**OBJECTIVE 1**
Decide whether each statement agrees with the forum thread on pet stores, answering yes or no and quoting the deciding words of the thread: (a) FbodyFan considers the local Petsmart really good. (b) John27 says the fish sold by box stores carry a 30-day warranty. (c) aquariam advises against keeping South American fish together.

**DOCUMENT**
A local pet store in Virginia has there own divers for catching fish in the pacific?

I wonder if they were surprised the first time they opened up a shipment from their pacific divers and didn't see any mbuna.  :lol:


----------



## FbodyFan (Jun 20, 2010)

I don't have any funny stories to add. I just wanted to throw out there, that my local petsmart is actually really good. There is one woman there in particular who seems to really know her stuff and I always enjoy asking her opinion on things (to gain some knowledge and to find out the extent of hers).

From what I read on the forum, it seems that I'm in the minority when it comes to informed employees at petsmart. Lucky me! :thumb:

Now at my local Petco.....thats another story. Not only can I never find someone to help me, but it seems like atleast half their fish are dead (well except for the 10 gallon tank of about 8 oscars covered in ich). :roll:

I have 1 lfs within driving distance but they are hit or miss when it comes to what i need from day to day.


----------



## John27 (Jun 6, 2010)

Fbody,

My Petco used to have a pretty decent lady, she was "okay" except for her monthly water changes are okay advice and sailfin plecos are fine in a 29 gallon. But yeah, the reason Petco/Petsmart have a poor reputation among knowledgeable fish keepers is for the simple reason that it's not their market, therefore they don't try to sell to us. As you know from browsing this forum most people buy from LFS's or mail order, it's basically ill advised to buy Cichlids from any box store. That said, why would Petco / Petsmart teach their employees things that would loose them money? To allow the customers to believe that an oscar will be fine in a 10 gallon gives them the sale of an Oscar, a 10 gallon, and whatever else, telling them it needs a 75 or bigger will either scare them away, or possibly make them buy something else with a lower profit margin. like a goldfish and a bowl :roll:.

Aside from that is the survival/thrival debate, Box stores err on the side of survival because no, putting a full grown Oscar in a 10 gallon tank won't kill him, instantly anyway. LFS's, and fishkeepers err on the thrival side, but thrival costs more.

So the good ones we find are good on their own, unfortunately the box stores train their associates to sell, not to care, to appear like they care yes, but they aren't concerned with the fishes well being so much as concerned with the fish making it out the door, and living long enough to outlive it's 15 day warranty. (And then in my experience, trying to BS their way out of honoring said warranty. Read above on my argument with a Petco employee on how I could have tank water with absolutely 0 ammonia with fish in it).

-John


----------



## aquariam (Feb 11, 2010)

You have a 40 gal? Want some oscars?

I don't know what kind of pleco that is (bushy nose, and they were in every one of 40 tanks)

You can put anything south american with anything else south american.


----------



## John27 (Jun 6, 2010)

limpert said:


> It seems that every now and then you will get the know-it-all as well that will ask 'what size tank do you have?' before they scoop the fish... Anymore i just exagerate and say something like "Oh I have a 300 gallon"


Ha, if you had my box stores they'd hate you for that! When my girlfriend and I were getting our Betta for her house, someone walked over and asked if we had a 'bowl' already, I said, "Well I have a planted 10 gallon tank he's going in". Of course he chimed in "Oh that'll stress him out too much he'll die in no time they need really small bowls to feel comfortable", I also explained that it was heated and he assured me Bettas need room temperature as they are coldwater fish.

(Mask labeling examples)

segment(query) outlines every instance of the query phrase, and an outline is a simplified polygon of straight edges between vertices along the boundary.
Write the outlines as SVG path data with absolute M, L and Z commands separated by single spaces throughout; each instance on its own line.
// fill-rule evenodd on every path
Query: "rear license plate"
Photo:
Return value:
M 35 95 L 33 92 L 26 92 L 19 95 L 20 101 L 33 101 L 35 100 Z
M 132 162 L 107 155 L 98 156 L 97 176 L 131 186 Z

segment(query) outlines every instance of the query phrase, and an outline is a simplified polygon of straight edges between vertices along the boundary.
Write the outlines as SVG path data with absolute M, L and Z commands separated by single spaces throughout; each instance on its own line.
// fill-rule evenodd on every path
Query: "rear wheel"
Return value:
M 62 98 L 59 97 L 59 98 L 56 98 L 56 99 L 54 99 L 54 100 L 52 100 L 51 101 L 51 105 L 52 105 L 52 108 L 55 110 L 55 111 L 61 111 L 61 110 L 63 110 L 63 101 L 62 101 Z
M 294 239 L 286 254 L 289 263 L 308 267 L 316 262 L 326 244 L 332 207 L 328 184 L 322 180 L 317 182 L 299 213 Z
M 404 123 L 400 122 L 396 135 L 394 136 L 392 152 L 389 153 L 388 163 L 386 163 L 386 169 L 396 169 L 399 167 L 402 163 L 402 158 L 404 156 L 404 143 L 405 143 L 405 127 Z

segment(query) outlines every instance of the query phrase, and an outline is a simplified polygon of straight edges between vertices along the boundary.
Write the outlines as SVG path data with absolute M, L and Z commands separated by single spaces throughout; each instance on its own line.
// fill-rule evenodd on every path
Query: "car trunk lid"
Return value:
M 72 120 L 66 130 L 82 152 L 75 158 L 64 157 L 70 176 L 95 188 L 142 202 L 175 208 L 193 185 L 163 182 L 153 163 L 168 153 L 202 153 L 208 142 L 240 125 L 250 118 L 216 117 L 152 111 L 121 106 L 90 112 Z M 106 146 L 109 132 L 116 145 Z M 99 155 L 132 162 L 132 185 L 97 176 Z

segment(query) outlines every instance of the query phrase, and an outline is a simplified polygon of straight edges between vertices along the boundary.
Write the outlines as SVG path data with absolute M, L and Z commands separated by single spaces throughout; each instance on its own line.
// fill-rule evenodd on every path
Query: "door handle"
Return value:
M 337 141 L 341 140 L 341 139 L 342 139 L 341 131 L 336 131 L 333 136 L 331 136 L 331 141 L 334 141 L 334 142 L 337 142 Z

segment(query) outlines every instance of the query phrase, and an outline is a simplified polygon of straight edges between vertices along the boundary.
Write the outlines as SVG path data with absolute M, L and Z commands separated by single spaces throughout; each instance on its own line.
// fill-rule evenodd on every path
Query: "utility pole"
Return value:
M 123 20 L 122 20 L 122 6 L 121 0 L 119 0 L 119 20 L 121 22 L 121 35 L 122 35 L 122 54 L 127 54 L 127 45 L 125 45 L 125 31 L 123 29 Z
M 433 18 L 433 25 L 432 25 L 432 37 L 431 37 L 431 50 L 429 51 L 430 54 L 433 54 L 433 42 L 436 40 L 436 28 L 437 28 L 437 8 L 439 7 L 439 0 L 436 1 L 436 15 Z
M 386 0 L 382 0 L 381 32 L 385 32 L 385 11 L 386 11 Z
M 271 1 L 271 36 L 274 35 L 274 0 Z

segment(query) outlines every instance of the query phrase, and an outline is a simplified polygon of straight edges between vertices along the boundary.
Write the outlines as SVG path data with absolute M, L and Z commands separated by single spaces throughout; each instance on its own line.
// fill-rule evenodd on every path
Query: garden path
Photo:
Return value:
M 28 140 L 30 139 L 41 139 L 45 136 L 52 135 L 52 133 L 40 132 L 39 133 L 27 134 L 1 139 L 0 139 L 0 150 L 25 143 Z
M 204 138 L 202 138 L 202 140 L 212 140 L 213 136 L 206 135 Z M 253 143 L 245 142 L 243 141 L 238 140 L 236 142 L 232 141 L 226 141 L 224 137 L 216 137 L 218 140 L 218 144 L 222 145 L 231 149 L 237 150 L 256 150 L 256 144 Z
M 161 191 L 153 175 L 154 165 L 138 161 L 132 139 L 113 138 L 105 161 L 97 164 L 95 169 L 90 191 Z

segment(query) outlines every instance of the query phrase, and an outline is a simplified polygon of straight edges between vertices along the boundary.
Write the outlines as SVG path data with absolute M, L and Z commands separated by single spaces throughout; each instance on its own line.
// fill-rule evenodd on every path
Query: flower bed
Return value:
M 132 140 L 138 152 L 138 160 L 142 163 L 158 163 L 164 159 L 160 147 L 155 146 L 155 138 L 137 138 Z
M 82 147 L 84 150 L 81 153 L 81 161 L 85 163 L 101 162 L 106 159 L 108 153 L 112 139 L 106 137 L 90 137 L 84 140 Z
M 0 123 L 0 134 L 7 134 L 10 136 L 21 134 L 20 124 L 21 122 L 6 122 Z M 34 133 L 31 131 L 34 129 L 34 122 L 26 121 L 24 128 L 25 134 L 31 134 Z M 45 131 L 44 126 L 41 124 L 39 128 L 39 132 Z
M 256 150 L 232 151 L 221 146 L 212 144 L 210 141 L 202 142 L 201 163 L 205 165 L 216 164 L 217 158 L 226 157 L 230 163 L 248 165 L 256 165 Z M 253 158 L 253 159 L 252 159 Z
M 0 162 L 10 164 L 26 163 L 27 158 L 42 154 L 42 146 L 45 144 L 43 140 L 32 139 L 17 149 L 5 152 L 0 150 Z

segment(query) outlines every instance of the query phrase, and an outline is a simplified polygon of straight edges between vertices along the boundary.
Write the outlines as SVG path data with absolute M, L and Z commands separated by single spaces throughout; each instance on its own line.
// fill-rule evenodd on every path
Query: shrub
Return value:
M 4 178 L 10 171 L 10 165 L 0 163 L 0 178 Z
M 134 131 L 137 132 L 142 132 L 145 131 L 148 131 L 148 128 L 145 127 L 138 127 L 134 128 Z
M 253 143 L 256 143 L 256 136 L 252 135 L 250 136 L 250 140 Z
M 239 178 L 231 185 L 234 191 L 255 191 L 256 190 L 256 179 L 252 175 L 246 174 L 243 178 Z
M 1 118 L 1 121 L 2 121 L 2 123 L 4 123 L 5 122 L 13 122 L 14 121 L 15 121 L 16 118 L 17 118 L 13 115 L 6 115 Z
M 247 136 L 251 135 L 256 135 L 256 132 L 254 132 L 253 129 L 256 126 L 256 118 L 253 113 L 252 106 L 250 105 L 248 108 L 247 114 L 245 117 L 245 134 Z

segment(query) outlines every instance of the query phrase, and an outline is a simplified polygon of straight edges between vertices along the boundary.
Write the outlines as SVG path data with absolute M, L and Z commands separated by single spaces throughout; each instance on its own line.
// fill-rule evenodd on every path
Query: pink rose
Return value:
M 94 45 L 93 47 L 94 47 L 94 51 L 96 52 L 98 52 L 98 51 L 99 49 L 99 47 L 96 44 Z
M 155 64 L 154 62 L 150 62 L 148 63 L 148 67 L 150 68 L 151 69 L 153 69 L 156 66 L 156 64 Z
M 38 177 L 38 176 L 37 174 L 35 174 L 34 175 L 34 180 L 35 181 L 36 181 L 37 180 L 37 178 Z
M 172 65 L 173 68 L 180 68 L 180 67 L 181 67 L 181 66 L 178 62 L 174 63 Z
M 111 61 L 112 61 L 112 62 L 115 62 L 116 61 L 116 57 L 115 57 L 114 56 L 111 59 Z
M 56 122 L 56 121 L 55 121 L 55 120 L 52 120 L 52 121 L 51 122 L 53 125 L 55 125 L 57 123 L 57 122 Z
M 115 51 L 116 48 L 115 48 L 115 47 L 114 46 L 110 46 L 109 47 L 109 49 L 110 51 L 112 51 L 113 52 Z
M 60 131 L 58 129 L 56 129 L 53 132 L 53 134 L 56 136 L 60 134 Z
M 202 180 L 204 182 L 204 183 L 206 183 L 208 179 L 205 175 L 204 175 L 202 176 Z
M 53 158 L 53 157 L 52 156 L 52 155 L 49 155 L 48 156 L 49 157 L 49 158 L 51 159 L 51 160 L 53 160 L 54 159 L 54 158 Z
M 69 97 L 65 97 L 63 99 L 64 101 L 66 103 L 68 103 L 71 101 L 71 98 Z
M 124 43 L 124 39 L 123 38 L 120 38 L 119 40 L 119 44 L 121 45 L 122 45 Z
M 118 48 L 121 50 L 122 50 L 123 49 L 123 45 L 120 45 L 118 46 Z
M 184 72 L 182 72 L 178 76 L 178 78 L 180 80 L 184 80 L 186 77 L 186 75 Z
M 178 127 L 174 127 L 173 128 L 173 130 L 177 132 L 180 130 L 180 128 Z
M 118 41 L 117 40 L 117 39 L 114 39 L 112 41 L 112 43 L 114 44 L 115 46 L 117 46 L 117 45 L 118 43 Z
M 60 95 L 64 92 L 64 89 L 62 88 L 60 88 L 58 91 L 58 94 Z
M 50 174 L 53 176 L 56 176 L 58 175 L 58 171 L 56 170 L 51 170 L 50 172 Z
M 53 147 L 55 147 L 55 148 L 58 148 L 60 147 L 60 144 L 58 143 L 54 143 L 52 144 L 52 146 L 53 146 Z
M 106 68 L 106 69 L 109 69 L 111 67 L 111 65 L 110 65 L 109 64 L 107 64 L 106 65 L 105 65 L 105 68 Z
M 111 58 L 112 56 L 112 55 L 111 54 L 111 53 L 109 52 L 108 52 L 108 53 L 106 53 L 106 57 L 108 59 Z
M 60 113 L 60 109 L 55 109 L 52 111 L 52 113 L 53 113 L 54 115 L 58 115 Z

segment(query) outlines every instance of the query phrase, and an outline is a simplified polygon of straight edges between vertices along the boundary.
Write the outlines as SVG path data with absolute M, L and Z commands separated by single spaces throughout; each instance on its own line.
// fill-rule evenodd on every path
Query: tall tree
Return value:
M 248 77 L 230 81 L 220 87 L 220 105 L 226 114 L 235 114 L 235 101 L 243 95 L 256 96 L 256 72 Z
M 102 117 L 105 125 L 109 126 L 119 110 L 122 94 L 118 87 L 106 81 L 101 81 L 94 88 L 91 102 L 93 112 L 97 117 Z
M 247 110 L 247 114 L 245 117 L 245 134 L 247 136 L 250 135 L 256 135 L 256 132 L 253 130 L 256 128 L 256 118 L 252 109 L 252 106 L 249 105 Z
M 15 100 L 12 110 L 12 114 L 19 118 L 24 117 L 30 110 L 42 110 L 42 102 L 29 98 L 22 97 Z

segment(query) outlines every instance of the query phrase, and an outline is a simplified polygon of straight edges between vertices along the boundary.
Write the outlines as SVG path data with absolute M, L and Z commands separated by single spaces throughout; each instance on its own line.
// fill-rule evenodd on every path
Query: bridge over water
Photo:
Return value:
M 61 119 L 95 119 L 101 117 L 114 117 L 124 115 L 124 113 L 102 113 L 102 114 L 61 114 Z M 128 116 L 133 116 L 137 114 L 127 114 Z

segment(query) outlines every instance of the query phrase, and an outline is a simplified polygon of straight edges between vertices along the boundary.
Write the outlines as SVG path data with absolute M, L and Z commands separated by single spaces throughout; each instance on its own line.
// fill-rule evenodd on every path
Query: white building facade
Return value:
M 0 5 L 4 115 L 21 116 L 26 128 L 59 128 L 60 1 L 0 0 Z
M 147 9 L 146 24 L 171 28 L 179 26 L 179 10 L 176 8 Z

**OBJECTIVE 2**
Rescale the records from their start through the line with "M 132 162 L", both ends included. Rewrite only those lines, requests and all, and multiply every coordinate in the outlines by 2.35, rounding to whole numbers with halves going up.

**COMPLETE OUTPUT 1**
(a) Yes: "my local petsmart is actually really good."
(b) No: "living long enough to outlive it's 15 day warranty."
(c) No: "You can put anything south american with anything else south american."

**COMPLETE OUTPUT 2**
segment(query) outlines every instance of the query phrase, and an outline is a simplified polygon of straight edges between vertices along the boundary.
Write the outlines as SVG path data with absolute M, L and Z commands separated by single spaces throughout; each instance on its own line.
// fill-rule evenodd on every path
Query: "rear license plate"
Photo:
Return value:
M 82 223 L 78 216 L 61 216 L 45 223 L 47 237 L 78 237 L 82 235 Z
M 310 381 L 251 364 L 230 367 L 228 414 L 308 437 Z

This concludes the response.